## What is being asked
Reproduce the part of the Halloween food allergy tips between "- Inform teachers" and "before heading out.", inclusive.

*** Given passage

Halloween can be one of the trickiest days of the year for children with
food allergies. Kids often haul home pounds of treats, and even small amounts of an ingredient they are allergic to can cause a potentially life-threatening reaction.
Here are some tips to help ensure Halloween's frights stay festive and don't involve a medical emergency.
Reading before eating
Always read the ingredient label on any treat your child receives. Many popular Halloween candies contain some of the most
common allergens, such as peanuts or tree nuts, milk, egg, soy or wheat.
If the ingredients aren't listed, arrange for a treat "exchange" with classmates or friends. Or, bag up the goodies your child can't eat because of an allergy and leave them with a note asking the "Treat Fairy" to swap them for a prize.
Be aware that even if they are not listed on the ingredient label, candies (both chocolate and non-chocolate) are at high risk of containing trace amounts of common allergy triggers, because factories often produce many different products. Also, "fun size" or miniature candies may have different ingredients or be made on different equipment than the regular size candies, meaning that brands your child previously ate without problems could cause a reaction.
Teach your child to politely turn down home-baked items such as cupcakes and brownies, and never to taste or share another child's food.
Offer non-edible goodies to trick-or-treaters and classmates. Food Allergy Research & Education's
Teal Pumpkin Project, which promotes safe trick-or-treating options for food-allergic children, suggests items such as glow sticks, spider rings, vampire fangs, pencils, bubbles, bouncy balls, finger puppets, whistles, bookmarks, stickers and stencils. Consider supplying some to neighbors whose homes your child will visit.
Plan alternatives to trick-or-treating, such as watching an
age-appropriate creepy movie together.
Center parties around festive activities such as costume parades, pumpkin decorating contests, Halloween themed games, crafts and scavenger hunts or spooky storybooks.
Don't keep others in the dark
See "How to Use an Epinephrine Auto-Injector."
- Inform teachers and other adults with your child about the food allergy and how to react to an emergency.
See "Create an Allergy and Anaphylaxis Emergency Plan."
Don't let your child trick-or-treat alone, and make sure they have an epinephrine auto-injector with them. Anyone with a cell phone should fully charge it before heading out.
Explain symptoms of anaphylaxis, a severe allergic reaction, such as shortness of breath, difficulty swallowing, hoarseness, swelling of lips or tongue and dizziness.
Even if epinephrine is administered right away and anaphylaxis symptoms seem to stop, the child treated always should be taken to the emergency room.

******
*** Data for review

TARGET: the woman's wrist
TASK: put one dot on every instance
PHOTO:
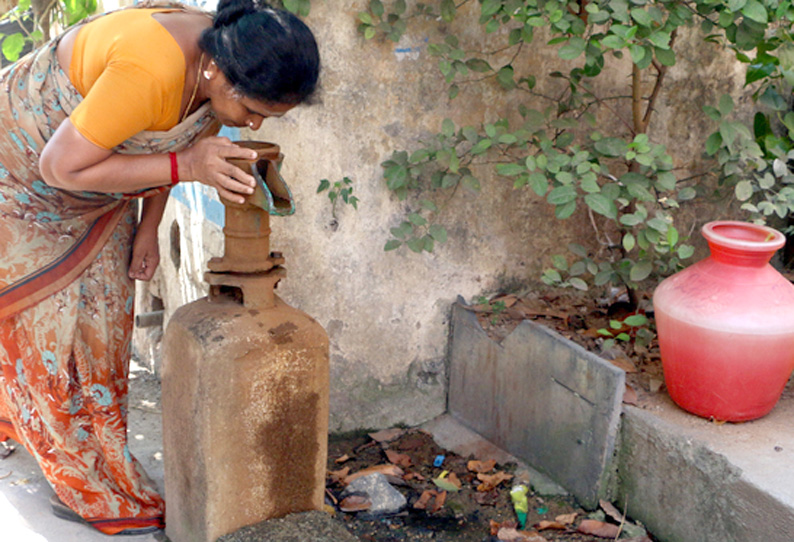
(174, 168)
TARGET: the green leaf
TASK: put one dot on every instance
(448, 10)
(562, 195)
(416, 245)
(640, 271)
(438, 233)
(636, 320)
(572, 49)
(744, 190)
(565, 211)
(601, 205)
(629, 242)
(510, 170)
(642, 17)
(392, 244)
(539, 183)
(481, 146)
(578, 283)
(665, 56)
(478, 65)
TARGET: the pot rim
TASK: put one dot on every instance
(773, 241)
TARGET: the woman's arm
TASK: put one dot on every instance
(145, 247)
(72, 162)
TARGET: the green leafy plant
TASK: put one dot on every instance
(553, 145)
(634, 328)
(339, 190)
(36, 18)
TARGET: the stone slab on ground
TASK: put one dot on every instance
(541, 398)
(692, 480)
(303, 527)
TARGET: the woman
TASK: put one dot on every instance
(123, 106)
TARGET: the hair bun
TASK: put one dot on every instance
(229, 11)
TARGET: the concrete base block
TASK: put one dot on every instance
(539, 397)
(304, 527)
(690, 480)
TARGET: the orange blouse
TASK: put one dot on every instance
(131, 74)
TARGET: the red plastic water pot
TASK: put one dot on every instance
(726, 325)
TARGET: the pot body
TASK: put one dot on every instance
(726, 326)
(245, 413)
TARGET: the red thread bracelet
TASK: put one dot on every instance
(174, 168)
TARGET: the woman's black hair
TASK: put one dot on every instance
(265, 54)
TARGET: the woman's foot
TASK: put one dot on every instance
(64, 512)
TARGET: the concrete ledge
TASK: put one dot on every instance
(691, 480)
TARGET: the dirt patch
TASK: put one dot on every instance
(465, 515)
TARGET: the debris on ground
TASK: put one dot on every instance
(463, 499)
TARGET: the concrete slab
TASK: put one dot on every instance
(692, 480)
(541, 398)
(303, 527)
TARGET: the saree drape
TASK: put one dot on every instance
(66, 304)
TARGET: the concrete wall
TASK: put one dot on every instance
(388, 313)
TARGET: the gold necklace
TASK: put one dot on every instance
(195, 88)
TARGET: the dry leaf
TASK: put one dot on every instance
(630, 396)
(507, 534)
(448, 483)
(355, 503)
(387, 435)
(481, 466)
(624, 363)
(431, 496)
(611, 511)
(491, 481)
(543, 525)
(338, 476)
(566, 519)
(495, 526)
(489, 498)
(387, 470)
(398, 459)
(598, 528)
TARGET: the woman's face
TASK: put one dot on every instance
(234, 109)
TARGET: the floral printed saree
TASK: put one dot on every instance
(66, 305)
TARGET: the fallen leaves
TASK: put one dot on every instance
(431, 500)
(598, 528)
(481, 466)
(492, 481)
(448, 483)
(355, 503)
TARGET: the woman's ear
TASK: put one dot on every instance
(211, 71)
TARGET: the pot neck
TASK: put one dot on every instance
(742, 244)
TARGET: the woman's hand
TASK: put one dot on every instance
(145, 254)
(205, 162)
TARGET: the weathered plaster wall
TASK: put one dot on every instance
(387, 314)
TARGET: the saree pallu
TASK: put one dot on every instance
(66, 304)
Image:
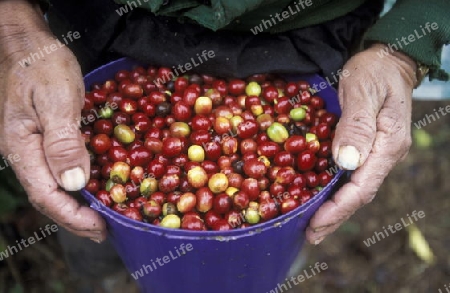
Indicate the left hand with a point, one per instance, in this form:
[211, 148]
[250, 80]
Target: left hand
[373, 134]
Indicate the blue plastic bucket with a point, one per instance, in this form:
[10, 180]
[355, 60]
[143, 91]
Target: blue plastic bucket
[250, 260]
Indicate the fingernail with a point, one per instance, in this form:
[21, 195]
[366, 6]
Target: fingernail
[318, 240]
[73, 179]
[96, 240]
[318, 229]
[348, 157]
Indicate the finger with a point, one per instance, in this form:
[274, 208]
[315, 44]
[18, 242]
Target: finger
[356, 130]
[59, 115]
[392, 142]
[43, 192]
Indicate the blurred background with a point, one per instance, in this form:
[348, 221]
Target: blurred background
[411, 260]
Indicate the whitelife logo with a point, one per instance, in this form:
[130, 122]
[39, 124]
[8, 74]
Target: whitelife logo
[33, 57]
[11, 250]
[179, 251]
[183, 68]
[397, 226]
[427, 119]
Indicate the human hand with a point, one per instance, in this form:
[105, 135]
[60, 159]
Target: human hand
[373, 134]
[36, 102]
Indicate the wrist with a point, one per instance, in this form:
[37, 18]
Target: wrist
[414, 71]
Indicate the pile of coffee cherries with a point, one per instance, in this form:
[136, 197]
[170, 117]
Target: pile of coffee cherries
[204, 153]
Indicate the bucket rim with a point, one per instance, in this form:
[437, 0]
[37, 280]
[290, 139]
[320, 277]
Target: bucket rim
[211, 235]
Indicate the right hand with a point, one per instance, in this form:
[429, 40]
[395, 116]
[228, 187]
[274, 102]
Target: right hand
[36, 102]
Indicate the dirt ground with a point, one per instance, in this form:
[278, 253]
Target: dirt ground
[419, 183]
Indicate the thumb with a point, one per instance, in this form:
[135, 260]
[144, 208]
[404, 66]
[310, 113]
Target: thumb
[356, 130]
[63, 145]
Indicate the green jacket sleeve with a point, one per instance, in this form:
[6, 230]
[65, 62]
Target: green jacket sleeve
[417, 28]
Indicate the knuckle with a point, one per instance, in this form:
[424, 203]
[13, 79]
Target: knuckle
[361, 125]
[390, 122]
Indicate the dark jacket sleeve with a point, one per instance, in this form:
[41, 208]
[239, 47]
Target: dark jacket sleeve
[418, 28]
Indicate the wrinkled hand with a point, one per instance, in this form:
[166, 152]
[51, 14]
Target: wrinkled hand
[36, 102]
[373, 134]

******
*** Data for review

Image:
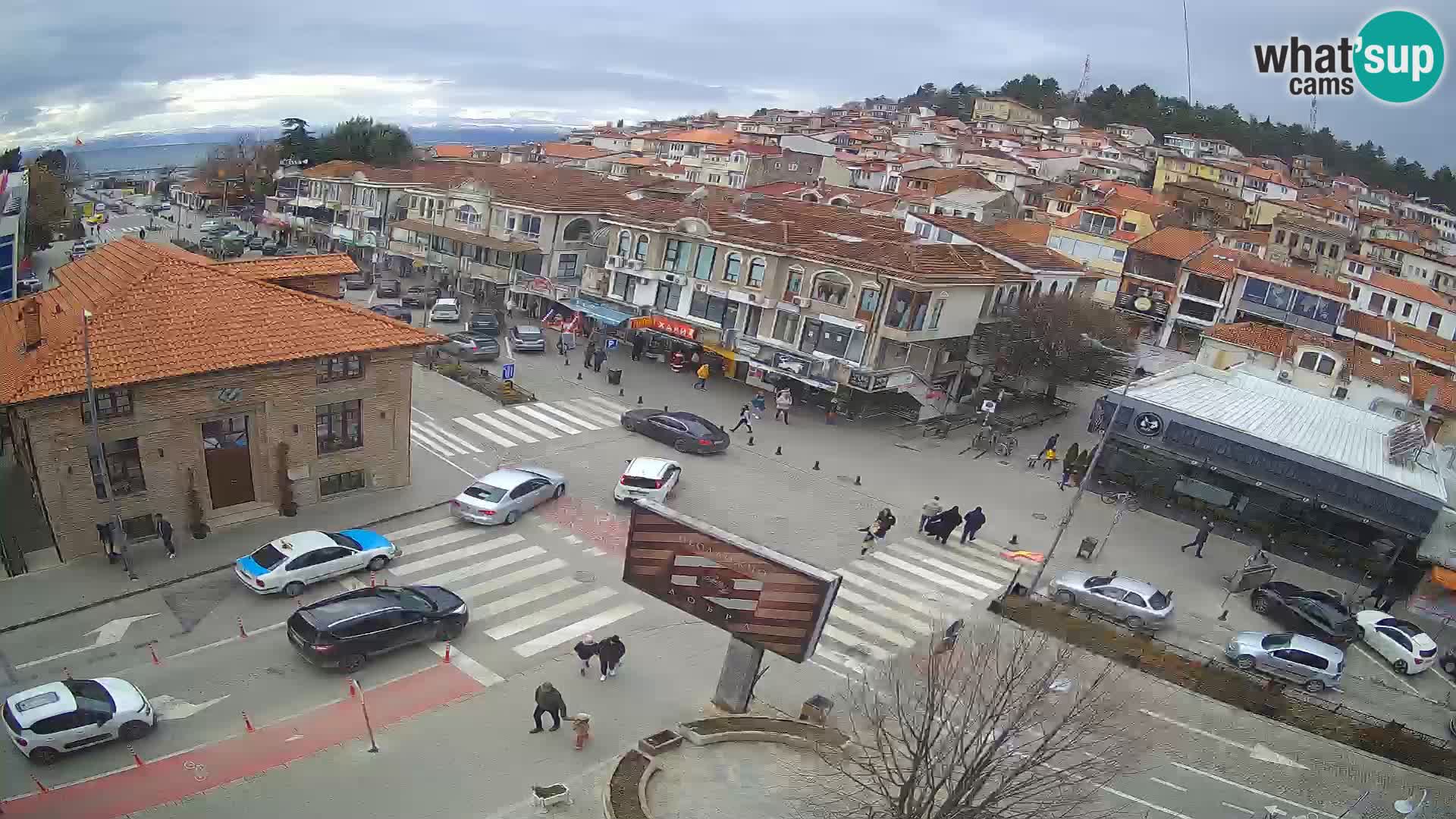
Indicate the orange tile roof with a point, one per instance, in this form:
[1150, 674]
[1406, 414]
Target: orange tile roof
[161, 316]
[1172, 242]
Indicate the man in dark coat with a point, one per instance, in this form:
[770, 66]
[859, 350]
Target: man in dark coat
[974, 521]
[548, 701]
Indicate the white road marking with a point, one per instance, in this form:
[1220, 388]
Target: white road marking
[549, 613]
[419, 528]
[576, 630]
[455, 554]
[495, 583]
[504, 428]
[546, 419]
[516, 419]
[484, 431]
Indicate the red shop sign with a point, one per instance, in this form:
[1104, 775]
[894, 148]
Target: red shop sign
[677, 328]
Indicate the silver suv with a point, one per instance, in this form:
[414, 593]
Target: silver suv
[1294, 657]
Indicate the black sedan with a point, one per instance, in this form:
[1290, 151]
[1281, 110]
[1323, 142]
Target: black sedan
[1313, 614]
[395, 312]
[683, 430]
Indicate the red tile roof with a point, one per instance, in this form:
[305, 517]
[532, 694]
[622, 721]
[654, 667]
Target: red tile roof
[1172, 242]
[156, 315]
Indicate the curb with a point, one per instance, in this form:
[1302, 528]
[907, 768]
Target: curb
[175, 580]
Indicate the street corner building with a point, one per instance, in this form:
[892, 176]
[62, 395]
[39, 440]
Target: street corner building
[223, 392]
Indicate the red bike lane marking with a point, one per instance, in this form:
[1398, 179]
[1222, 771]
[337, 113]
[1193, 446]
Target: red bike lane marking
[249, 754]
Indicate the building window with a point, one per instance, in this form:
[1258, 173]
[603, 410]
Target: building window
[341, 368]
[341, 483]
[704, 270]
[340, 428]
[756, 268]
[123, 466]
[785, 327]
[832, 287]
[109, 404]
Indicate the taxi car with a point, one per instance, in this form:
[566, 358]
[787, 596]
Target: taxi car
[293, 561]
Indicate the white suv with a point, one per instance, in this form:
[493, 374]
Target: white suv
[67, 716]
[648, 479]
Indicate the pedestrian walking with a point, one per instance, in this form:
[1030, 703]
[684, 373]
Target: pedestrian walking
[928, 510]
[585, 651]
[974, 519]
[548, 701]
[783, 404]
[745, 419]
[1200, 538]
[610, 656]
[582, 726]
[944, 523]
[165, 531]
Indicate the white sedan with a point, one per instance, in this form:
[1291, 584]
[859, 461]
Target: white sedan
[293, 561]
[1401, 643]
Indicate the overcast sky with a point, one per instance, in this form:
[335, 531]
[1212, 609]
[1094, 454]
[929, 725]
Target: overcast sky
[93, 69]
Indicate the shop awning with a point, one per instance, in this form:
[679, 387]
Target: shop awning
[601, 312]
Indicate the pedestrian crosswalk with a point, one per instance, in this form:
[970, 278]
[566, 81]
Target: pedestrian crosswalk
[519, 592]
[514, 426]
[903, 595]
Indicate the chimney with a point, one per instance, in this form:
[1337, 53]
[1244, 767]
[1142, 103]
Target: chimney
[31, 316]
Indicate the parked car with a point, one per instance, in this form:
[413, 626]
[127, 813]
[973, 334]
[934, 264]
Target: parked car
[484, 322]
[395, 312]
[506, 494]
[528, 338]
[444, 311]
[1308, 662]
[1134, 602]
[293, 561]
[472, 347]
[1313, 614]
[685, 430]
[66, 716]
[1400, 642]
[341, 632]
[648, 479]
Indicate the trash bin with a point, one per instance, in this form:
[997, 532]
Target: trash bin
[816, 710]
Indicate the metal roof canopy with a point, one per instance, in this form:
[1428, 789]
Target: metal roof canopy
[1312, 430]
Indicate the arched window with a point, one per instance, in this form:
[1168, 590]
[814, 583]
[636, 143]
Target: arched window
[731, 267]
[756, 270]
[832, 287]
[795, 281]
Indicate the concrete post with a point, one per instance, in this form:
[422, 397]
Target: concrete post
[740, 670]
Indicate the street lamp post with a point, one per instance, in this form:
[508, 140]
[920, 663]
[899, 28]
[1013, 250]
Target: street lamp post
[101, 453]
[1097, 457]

******

## Solution to this exercise
- Inform teachers and other adults with your child about the food allergy and how to react to an emergency.
See "Create an Allergy and Anaphylaxis Emergency Plan."
Don't let your child trick-or-treat alone, and make sure they have an epinephrine auto-injector with them. Anyone with a cell phone should fully charge it before heading out.